==== Text shown

That's one thing I really miss since I went to using an Ubuntu HP Touchpad
instead of a laptop, there's no flashing hard drive indicator to let me know
if it's still working or if it's just hung.

------
baddox
I completely agree with the iOS vs. Android responsiveness difference, but
completely disagree that Windows 7 on a fast PC with an SSD is unresponsive.
I've literally never had any of those problems on my Windows 7 gaming machine.

------
bratsche
Another thing which OSX has done for a long time that I really liked is that
everything syncs to vertical refresh. It doesn't actually speed anything up,
but it gives the perception that things are smoother and more responsive. You
don't see the 'tearing' effect that you often see on other systems when you
drag windows around the screen.

------
darreld
I use both platforms with a MacBook Pro/Lion being my main machine. I have
always felt that my Windows 7 machine is snappier in starting apps and
generally moving around the desktop. In fact, if Windows 7 were *nix based I
would probably switch to it as my primary. The command processor situation
feels pretty hopeless to me in Windows.

------
badkangaroo
Is this a troll thread? if so 10/10

------
aresant
My favorite explanation of this phenomenon, beyond the visual demonstration,
is that lag time reminds the human mind that it is interfacing with a machine.

Because that feels unnatural, it creates fatigue and builds separation between
the user and his work.

UI guru Jakob Nielsen has an excellent description of this here:

<http://www.useit.com/papers/responsetime.html>

========
==== Listed records

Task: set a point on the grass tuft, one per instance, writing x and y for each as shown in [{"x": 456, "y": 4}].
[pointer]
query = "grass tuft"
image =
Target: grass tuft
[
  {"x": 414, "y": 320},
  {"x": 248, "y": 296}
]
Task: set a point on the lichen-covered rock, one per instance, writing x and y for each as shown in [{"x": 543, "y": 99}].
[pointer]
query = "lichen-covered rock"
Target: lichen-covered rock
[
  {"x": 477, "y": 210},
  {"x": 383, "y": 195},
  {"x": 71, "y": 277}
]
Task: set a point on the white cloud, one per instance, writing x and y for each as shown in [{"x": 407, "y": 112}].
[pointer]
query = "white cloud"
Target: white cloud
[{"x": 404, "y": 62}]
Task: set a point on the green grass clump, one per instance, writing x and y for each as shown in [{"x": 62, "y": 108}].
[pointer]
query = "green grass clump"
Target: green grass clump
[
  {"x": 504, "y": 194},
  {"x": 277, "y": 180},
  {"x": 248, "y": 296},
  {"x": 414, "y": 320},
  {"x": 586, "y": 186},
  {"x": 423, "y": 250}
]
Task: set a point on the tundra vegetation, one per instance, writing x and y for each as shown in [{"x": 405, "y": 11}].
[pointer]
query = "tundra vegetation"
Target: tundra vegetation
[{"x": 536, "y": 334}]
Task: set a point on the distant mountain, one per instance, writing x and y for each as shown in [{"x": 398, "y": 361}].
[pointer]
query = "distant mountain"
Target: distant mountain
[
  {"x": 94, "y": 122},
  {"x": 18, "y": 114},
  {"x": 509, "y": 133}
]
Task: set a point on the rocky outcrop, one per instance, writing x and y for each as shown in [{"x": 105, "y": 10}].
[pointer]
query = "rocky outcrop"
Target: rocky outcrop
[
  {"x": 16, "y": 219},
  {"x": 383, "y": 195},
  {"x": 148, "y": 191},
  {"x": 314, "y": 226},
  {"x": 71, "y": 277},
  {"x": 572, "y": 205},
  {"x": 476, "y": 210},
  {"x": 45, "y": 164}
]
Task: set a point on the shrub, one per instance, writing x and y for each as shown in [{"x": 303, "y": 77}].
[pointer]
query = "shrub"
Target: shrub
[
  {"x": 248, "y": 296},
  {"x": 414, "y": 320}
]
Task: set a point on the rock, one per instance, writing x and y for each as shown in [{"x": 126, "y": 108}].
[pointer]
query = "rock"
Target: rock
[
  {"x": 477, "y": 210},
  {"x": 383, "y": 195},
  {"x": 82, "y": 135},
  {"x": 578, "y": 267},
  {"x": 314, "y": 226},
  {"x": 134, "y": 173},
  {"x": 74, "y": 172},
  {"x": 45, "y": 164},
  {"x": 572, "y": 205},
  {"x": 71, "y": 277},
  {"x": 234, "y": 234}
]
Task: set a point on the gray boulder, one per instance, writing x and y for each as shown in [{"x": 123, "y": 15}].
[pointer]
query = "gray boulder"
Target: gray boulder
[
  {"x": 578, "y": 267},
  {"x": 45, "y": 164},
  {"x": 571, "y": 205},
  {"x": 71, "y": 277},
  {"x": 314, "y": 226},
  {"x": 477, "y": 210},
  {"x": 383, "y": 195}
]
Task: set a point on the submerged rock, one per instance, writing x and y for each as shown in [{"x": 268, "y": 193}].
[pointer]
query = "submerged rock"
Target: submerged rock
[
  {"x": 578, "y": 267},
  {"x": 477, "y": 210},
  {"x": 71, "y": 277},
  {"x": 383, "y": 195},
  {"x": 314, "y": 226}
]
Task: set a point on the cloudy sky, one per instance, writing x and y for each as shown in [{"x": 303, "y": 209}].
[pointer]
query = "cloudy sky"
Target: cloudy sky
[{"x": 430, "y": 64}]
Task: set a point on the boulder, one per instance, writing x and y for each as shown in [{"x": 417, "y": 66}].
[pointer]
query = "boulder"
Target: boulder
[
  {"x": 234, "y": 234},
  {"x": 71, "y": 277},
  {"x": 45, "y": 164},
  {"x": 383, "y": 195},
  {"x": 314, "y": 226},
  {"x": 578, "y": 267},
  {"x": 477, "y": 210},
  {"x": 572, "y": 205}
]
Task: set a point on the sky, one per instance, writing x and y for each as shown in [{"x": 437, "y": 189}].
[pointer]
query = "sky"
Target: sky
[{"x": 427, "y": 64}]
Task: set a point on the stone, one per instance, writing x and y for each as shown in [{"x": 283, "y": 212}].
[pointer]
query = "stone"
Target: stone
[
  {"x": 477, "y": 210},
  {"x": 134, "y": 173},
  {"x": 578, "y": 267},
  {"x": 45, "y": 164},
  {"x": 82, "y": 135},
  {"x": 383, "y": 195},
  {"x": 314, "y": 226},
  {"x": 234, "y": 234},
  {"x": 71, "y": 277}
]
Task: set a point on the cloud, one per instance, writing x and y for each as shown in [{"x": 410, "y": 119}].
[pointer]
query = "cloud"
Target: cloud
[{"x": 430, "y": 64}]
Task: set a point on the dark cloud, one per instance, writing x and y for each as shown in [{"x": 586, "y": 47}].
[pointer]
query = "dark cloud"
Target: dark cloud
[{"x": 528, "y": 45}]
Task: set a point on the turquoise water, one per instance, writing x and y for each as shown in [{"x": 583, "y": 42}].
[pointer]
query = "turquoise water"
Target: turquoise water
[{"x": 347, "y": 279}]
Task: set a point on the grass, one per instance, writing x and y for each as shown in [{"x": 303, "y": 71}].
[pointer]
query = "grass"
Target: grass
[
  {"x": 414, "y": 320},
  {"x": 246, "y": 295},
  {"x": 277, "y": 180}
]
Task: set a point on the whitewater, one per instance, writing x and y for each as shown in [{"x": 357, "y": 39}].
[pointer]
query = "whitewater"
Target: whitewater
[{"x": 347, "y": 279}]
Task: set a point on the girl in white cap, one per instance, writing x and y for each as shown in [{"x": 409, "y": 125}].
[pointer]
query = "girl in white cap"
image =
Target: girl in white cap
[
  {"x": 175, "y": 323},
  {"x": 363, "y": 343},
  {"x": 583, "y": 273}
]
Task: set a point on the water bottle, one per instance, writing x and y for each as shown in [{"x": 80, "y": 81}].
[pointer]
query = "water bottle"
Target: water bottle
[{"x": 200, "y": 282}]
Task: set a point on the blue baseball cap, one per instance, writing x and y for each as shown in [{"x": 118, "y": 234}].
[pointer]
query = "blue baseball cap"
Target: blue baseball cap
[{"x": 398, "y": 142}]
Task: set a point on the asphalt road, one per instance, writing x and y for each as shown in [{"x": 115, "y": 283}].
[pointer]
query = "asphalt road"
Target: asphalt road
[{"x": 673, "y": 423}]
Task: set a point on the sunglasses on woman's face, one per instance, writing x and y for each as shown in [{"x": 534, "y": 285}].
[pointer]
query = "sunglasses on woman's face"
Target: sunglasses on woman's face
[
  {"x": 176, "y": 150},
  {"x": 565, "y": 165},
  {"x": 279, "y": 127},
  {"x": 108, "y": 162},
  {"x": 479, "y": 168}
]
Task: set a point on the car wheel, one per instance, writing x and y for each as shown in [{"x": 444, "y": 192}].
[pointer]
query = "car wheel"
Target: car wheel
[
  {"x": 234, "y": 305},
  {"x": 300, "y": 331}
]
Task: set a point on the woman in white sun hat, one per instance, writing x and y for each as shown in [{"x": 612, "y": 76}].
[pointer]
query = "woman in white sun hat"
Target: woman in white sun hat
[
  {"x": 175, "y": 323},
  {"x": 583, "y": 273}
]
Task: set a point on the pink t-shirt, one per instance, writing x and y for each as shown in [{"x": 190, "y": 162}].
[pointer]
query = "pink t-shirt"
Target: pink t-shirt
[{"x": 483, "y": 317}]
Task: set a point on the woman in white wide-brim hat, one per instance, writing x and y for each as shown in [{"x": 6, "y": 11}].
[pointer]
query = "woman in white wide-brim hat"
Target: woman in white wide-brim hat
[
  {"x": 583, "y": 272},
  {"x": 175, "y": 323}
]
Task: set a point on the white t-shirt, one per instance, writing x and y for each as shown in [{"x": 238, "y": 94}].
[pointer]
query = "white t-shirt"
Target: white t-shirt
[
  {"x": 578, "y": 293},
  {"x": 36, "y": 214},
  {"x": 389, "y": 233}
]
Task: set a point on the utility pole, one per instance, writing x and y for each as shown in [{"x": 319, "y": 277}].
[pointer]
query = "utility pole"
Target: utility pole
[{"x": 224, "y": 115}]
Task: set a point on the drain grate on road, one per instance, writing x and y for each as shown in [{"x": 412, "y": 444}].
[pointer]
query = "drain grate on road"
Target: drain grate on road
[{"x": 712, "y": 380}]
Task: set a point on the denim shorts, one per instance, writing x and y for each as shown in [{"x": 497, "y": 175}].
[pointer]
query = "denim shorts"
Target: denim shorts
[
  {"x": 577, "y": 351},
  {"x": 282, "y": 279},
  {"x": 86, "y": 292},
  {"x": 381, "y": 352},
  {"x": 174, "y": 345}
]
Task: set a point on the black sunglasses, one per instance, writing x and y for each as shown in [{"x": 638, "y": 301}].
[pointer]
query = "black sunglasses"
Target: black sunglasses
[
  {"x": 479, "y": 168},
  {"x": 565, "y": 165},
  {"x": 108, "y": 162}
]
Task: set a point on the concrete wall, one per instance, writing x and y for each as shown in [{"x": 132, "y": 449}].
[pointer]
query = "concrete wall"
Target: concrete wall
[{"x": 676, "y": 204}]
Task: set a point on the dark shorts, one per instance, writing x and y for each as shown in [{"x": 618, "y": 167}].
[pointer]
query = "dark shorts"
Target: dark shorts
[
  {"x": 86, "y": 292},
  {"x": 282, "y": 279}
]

========

What you need to do
1/ Translate this sentence from the responsiveness thread into Spanish: "I've literally never had any of those problems on my Windows 7 gaming machine."
2/ Print the part of the responsiveness thread that opens with the words containing "That's one thing" and closes with "SSD is unresponsive.".

Answers
1/ Literalmente nunca he tenido ninguno de esos problemas en mi máquina de juegos con Windows 7.

2/
That's one thing I really miss since I went to using an Ubuntu HP Touchpad
instead of a laptop, there's no flashing hard drive indicator to let me know
if it's still working or if it's just hung.

------
baddox
I completely agree with the iOS vs. Android responsiveness difference, but
completely disagree that Windows 7 on a fast PC with an SSD is unresponsive.